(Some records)
START

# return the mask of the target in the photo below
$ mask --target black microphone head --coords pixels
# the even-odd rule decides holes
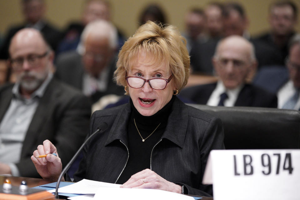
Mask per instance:
[[[103,132],[106,130],[107,128],[108,128],[108,125],[105,122],[103,122],[98,127],[97,129],[100,129],[100,131]]]

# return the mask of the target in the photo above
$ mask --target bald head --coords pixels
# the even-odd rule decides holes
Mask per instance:
[[[11,41],[9,49],[10,55],[18,49],[38,48],[44,51],[50,48],[39,31],[34,28],[23,28],[15,34]]]
[[[243,84],[257,64],[253,45],[238,36],[230,36],[219,42],[212,62],[216,72],[229,89]]]
[[[20,84],[20,92],[30,95],[52,69],[54,54],[42,35],[33,28],[17,32],[11,41],[10,63]]]

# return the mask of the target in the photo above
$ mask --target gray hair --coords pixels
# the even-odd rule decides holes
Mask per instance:
[[[300,34],[296,34],[288,42],[288,49],[295,44],[300,46]]]
[[[77,51],[80,53],[84,52],[85,42],[91,34],[107,38],[109,47],[112,49],[115,49],[118,46],[118,32],[115,26],[105,20],[98,20],[89,23],[83,29],[77,47]]]

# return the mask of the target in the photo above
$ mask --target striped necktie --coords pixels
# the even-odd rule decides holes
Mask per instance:
[[[220,95],[220,101],[218,104],[218,106],[224,106],[224,101],[228,98],[228,95],[226,92],[222,93]]]
[[[297,103],[297,102],[298,101],[298,99],[299,98],[299,94],[300,93],[299,92],[300,92],[299,90],[296,90],[292,97],[283,104],[282,108],[284,109],[293,109]]]

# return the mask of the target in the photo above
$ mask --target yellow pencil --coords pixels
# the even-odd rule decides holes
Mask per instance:
[[[52,154],[53,154],[55,156],[57,156],[57,155],[56,155],[56,154],[55,153],[53,153]],[[37,156],[35,157],[35,158],[45,158],[47,156],[47,155],[41,155],[40,156]]]

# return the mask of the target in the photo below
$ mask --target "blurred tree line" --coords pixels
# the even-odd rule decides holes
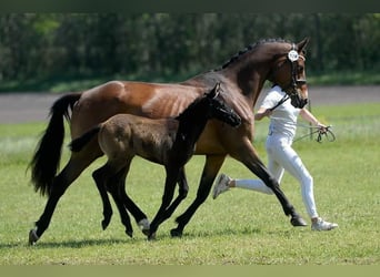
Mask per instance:
[[[219,68],[261,39],[304,37],[308,72],[380,70],[379,13],[4,13],[0,80],[170,80]]]

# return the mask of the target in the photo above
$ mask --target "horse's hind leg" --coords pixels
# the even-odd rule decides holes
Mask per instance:
[[[207,196],[210,194],[212,183],[222,166],[224,158],[224,155],[207,156],[202,177],[197,191],[197,197],[187,211],[176,219],[178,226],[170,230],[172,237],[182,236],[184,226],[190,222],[198,207],[207,199]]]
[[[69,163],[64,168],[53,178],[51,192],[49,192],[49,198],[44,211],[36,227],[29,233],[29,244],[34,244],[42,236],[44,230],[49,227],[51,217],[54,213],[57,204],[60,197],[64,194],[66,189],[72,184],[72,182],[81,174],[81,172],[92,163],[99,155],[84,156],[71,155]]]
[[[296,208],[289,199],[286,197],[284,193],[281,191],[279,183],[269,173],[267,167],[263,165],[261,160],[258,157],[252,144],[248,142],[246,147],[241,152],[241,155],[236,155],[240,162],[242,162],[254,175],[257,175],[262,182],[270,187],[278,201],[281,203],[283,213],[287,216],[291,216],[290,223],[293,226],[306,226],[304,219],[296,212]]]

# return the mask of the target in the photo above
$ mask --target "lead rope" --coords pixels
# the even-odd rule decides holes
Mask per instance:
[[[302,125],[301,125],[302,126]],[[334,142],[336,141],[336,135],[334,133],[331,131],[331,125],[328,125],[326,126],[324,129],[323,127],[313,127],[313,126],[302,126],[302,127],[309,127],[309,129],[316,129],[314,131],[312,131],[311,133],[309,134],[306,134],[306,135],[302,135],[300,137],[298,137],[297,140],[293,140],[293,143],[294,142],[298,142],[298,141],[301,141],[303,140],[304,137],[307,136],[310,136],[310,135],[313,135],[313,134],[317,134],[318,133],[318,136],[316,138],[316,141],[318,143],[322,143],[322,138],[326,137],[326,140],[328,142]]]

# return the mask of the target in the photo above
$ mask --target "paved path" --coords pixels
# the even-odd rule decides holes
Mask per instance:
[[[44,121],[50,106],[61,95],[0,93],[0,124]],[[380,103],[380,86],[310,86],[309,98],[313,107],[321,104]]]

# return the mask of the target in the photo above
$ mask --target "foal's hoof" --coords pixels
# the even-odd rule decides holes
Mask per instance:
[[[127,234],[129,237],[133,237],[133,230],[126,230],[126,234]]]
[[[307,222],[300,217],[300,216],[294,216],[290,219],[291,225],[293,225],[294,227],[303,227],[303,226],[308,226]]]
[[[139,225],[142,234],[144,234],[146,236],[149,236],[150,223],[149,223],[148,218],[141,219],[140,222],[138,222],[138,225]]]
[[[170,235],[171,235],[172,237],[182,237],[182,232],[179,230],[179,229],[171,229],[171,230],[170,230]]]
[[[36,229],[31,229],[29,232],[29,245],[34,245],[38,239],[39,239],[39,236],[37,235]]]
[[[110,222],[111,222],[111,218],[109,218],[109,219],[103,219],[103,220],[101,222],[101,227],[102,227],[103,230],[107,229],[107,227],[108,227],[108,225],[110,224]]]
[[[148,234],[148,240],[156,240],[156,232],[154,233],[149,233]]]

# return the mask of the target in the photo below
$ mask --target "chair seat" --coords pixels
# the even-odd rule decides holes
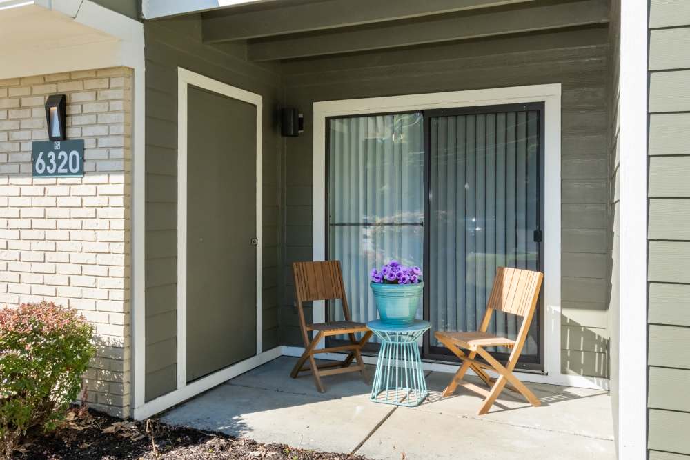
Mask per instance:
[[[477,347],[508,346],[512,347],[515,341],[489,332],[449,332],[437,331],[437,338],[446,337],[464,348],[476,350]]]
[[[347,329],[359,329],[362,331],[368,330],[366,325],[364,323],[355,323],[355,321],[332,321],[331,323],[317,323],[316,324],[306,325],[307,330],[320,330],[324,332]]]

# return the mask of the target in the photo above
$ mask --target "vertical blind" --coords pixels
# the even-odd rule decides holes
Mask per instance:
[[[431,117],[433,331],[477,330],[497,267],[539,269],[539,123],[532,110]],[[523,355],[539,352],[538,323]],[[489,331],[514,338],[519,323],[497,312]]]
[[[391,259],[422,265],[423,117],[330,119],[328,126],[328,255],[341,261],[353,321],[364,322],[377,317],[372,268]],[[339,306],[329,308],[330,319],[343,319]]]

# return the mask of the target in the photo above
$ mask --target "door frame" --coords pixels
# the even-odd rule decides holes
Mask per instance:
[[[198,380],[187,383],[187,96],[190,85],[250,103],[256,107],[256,354]],[[177,68],[177,390],[219,373],[244,369],[262,350],[262,119],[259,94],[235,88],[200,74]],[[253,366],[252,366],[253,367]],[[224,377],[225,380],[232,377]]]
[[[326,257],[326,120],[328,117],[459,107],[543,102],[544,372],[520,372],[525,381],[607,388],[608,380],[561,373],[561,83],[315,102],[313,133],[313,259]],[[325,320],[323,301],[313,321]],[[319,344],[322,347],[322,344]],[[443,366],[447,363],[442,363]],[[516,371],[518,372],[518,371]]]

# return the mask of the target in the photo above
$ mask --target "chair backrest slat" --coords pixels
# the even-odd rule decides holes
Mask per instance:
[[[521,317],[536,306],[544,274],[520,268],[499,267],[487,308]]]
[[[302,302],[315,300],[343,299],[343,286],[340,262],[295,262],[293,263],[295,285],[297,297]]]

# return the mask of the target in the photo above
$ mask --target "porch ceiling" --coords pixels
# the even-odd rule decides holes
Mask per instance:
[[[206,43],[246,43],[250,61],[411,46],[608,22],[607,0],[275,1],[202,14]]]

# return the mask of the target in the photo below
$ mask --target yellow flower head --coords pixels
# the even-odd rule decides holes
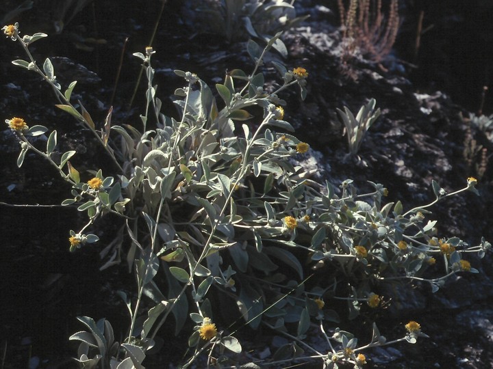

END

• PROBLEM DESCRIPTION
Return every line of the records above that contains the word "chair", matching case exactly.

• ANSWER TO THE EXERCISE
$ mask --target "chair seat" --coords pixels
$ mask --target "chair backrest slat" --coords pixels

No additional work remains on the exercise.